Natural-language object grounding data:
☆ ☆ ☆ ☆ ☆
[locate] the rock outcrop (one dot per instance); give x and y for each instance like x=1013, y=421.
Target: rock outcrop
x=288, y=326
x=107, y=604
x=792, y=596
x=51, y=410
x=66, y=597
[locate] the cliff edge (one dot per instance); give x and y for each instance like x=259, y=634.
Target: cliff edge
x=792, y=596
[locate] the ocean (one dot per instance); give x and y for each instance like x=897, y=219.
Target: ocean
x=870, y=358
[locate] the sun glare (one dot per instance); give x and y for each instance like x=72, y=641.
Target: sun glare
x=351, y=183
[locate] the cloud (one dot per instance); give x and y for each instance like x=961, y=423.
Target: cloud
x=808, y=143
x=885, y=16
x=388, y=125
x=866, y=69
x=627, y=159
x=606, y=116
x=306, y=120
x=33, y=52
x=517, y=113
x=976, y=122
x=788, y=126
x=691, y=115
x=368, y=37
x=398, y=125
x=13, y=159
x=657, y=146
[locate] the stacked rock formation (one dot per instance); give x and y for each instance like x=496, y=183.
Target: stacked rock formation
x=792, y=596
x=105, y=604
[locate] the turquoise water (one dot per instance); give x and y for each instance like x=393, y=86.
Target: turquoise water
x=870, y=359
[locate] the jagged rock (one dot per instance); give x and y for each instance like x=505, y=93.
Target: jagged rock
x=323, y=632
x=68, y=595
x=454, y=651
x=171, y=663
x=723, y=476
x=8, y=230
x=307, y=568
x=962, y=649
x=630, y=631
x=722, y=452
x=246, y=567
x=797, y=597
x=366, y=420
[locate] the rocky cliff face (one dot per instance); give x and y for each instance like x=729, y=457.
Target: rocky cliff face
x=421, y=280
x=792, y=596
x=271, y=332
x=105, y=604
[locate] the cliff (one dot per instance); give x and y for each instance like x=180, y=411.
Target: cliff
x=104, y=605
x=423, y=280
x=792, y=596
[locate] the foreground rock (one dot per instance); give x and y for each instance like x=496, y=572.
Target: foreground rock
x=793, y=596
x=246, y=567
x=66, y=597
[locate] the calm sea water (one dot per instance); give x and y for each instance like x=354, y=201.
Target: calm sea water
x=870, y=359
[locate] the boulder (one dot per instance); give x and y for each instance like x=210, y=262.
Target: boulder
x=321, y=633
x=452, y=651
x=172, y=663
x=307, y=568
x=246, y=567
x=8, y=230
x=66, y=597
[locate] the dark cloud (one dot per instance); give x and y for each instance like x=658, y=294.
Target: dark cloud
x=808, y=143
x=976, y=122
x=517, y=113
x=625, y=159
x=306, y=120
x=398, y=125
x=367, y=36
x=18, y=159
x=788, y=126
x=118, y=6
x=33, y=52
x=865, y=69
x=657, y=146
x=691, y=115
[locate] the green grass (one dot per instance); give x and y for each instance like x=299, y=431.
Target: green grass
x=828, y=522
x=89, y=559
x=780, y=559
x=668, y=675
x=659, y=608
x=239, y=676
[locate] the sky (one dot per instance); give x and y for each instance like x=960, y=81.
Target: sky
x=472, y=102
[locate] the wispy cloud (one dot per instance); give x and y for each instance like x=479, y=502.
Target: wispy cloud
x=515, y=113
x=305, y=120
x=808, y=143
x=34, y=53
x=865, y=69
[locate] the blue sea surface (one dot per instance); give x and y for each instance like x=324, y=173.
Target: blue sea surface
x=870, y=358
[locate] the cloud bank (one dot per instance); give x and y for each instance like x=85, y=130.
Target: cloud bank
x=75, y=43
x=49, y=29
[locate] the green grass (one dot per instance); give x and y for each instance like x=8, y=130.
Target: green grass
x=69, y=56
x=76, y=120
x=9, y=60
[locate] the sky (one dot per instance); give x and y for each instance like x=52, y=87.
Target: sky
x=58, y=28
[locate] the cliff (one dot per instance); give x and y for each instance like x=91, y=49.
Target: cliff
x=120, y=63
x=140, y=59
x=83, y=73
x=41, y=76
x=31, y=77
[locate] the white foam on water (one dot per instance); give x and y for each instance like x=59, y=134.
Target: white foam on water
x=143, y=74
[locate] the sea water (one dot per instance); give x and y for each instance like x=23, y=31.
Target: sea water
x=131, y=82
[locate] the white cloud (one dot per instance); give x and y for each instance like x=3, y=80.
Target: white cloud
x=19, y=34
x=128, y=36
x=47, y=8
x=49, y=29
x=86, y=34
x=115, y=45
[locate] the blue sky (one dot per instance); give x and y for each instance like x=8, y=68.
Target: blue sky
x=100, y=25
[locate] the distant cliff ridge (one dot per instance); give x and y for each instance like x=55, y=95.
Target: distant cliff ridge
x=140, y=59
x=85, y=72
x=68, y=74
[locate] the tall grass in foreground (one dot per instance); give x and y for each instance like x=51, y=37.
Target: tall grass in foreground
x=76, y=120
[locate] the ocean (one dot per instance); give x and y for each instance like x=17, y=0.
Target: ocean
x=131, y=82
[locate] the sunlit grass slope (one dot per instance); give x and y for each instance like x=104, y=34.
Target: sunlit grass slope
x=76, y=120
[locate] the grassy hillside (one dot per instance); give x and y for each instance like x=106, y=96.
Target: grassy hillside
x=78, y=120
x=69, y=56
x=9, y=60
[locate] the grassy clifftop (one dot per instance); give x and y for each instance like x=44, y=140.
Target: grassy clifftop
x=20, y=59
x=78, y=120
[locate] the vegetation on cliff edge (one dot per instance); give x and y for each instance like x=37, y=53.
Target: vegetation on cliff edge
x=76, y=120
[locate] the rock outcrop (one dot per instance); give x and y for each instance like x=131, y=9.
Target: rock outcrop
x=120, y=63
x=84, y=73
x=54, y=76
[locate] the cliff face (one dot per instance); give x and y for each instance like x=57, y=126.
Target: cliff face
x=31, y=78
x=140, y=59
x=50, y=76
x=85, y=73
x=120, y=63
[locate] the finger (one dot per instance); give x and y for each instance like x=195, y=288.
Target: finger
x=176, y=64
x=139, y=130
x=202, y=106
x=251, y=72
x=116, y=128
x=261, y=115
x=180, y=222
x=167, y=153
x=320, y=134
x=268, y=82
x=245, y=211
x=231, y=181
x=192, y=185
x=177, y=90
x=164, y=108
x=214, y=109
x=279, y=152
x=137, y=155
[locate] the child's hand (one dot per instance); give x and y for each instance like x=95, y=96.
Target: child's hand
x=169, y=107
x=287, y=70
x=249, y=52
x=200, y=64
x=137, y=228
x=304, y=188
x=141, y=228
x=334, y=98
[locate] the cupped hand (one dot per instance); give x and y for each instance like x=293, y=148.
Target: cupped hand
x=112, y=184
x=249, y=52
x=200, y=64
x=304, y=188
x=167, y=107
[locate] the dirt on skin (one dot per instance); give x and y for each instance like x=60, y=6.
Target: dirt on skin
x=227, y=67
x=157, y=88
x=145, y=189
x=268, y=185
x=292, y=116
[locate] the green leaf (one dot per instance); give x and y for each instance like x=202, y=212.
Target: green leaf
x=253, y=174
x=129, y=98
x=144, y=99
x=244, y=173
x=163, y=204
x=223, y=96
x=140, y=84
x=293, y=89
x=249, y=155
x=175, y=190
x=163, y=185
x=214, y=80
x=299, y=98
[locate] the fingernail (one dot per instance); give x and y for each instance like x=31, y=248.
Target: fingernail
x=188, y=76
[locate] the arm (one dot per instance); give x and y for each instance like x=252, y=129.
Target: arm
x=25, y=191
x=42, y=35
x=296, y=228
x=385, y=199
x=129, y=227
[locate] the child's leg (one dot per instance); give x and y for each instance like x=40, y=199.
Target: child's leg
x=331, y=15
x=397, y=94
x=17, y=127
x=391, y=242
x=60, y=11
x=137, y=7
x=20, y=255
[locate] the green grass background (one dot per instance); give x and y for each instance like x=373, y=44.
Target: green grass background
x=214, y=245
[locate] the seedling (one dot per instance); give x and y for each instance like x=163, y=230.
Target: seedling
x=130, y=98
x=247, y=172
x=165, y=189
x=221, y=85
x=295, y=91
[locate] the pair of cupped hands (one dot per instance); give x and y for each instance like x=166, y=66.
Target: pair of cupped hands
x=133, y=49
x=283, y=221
☆ ☆ ☆ ☆ ☆
**Exercise details:**
Restate the records above verbatim up to and including the line containing "[locate] the cloud (one".

**Output for this task:**
[locate] the rock outcrop (one dot per instance); give x and y for each instance like x=1013, y=421.
Target: rock outcrop
x=288, y=326
x=107, y=604
x=792, y=596
x=51, y=410
x=66, y=597
[locate] the cliff edge (one dot per instance); give x and y for each instance like x=259, y=634.
Target: cliff edge
x=792, y=596
[locate] the ocean (one dot per instance); give x and y for each instance like x=897, y=219.
Target: ocean
x=870, y=358
[locate] the sun glare (one dot per instance); give x and y for each instance like x=72, y=641.
Target: sun glare
x=351, y=183
[locate] the cloud (one dot per instance); give x and y for each instance like x=961, y=423.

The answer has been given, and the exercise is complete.